The lines to reproduce from the material below are those from the one containing "Phrase -- white plaster wall" through the one containing "Phrase -- golden spire finial", both included; write them out exactly and add nothing.

#### RECORDS PROVIDED ####

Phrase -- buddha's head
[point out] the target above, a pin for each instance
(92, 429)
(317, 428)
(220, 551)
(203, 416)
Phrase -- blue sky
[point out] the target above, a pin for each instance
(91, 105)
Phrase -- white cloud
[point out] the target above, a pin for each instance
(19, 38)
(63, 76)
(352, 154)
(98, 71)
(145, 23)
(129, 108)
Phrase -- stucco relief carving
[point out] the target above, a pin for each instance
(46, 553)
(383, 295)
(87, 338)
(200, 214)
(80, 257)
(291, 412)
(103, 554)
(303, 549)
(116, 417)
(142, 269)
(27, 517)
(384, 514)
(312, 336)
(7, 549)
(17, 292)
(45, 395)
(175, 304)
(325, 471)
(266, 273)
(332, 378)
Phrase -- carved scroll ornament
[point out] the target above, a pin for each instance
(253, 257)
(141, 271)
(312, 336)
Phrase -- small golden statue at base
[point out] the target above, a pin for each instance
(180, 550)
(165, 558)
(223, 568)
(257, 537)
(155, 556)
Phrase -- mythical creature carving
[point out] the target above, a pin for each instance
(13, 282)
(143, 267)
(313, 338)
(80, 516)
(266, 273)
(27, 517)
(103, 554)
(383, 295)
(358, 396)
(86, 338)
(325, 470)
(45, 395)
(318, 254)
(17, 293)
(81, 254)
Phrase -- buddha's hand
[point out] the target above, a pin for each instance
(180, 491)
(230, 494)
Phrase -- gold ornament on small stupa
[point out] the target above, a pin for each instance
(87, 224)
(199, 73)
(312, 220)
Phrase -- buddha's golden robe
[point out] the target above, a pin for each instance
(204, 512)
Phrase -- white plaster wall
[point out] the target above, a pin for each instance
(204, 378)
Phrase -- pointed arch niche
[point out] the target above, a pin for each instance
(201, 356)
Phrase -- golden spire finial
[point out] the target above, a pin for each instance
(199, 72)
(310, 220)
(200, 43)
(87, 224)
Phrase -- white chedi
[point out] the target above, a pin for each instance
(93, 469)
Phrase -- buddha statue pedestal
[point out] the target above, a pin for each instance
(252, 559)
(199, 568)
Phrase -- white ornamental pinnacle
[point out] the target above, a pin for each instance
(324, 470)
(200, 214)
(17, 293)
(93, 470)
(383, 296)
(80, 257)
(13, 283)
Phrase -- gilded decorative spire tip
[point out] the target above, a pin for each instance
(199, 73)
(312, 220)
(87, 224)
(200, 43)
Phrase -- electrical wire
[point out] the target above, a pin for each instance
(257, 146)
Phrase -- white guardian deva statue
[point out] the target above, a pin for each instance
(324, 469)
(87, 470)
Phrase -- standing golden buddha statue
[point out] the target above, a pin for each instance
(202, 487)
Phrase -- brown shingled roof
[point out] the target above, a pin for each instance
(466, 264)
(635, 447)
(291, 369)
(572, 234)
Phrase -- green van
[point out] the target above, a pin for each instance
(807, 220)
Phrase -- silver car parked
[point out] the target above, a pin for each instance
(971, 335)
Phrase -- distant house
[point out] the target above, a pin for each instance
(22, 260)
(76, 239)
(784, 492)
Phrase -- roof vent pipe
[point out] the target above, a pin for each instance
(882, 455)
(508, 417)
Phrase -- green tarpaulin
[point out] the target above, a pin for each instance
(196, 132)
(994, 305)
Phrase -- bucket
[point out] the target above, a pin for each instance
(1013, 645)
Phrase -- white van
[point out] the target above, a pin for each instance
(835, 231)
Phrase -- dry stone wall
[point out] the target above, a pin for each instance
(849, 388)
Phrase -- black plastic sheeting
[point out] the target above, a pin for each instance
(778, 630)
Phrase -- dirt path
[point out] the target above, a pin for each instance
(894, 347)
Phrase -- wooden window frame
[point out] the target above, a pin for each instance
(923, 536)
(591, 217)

####

PROBLEM SOLUTION:
Phrase -- white plaster wall
[point out] the target above, a pin for each instance
(204, 378)
Phrase -- pointed arch niche
[point out] the target above, a pin for each instance
(201, 356)
Phrase -- golden spire finial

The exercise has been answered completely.